TASK DETAILS: As the answer, give every line of the records that includes the word "soil".

AVAILABLE DATA:
=-=-=

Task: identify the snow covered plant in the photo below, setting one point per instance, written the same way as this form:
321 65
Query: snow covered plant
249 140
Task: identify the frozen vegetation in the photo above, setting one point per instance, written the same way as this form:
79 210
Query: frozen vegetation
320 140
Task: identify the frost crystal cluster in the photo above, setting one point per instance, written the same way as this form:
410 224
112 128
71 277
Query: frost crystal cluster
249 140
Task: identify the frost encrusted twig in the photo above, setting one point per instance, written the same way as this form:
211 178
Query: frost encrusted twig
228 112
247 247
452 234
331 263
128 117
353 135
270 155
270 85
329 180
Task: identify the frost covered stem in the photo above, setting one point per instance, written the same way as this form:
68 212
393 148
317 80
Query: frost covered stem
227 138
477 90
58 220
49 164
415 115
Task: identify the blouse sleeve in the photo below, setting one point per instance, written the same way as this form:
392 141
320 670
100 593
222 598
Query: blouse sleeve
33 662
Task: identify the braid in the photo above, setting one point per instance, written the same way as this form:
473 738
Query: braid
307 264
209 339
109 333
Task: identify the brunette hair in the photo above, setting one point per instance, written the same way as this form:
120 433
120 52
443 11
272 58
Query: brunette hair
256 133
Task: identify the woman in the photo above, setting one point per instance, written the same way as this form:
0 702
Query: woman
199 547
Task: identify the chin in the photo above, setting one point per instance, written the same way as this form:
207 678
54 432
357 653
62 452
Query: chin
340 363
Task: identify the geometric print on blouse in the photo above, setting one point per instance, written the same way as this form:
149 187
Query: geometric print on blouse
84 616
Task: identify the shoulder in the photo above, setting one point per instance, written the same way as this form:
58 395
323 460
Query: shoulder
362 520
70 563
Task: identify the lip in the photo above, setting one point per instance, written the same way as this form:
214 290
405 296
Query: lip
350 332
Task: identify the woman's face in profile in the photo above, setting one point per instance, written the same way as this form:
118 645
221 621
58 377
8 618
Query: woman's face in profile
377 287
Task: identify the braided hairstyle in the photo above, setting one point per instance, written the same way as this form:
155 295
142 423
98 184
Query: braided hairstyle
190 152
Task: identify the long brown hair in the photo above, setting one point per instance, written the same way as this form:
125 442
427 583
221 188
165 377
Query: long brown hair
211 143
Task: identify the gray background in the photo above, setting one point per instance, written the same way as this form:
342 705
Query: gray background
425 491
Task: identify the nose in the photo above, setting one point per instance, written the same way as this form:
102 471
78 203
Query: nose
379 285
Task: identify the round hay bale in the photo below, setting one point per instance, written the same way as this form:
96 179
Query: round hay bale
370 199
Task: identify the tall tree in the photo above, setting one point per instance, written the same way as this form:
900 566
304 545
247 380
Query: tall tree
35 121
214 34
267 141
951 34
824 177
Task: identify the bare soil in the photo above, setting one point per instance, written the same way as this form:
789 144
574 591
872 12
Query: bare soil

=-=-=

RESULT OF THIS EXERCISE:
Task: identify the bare soil in the photo above, setting one point per instance, written the same way as this form:
Query: bare soil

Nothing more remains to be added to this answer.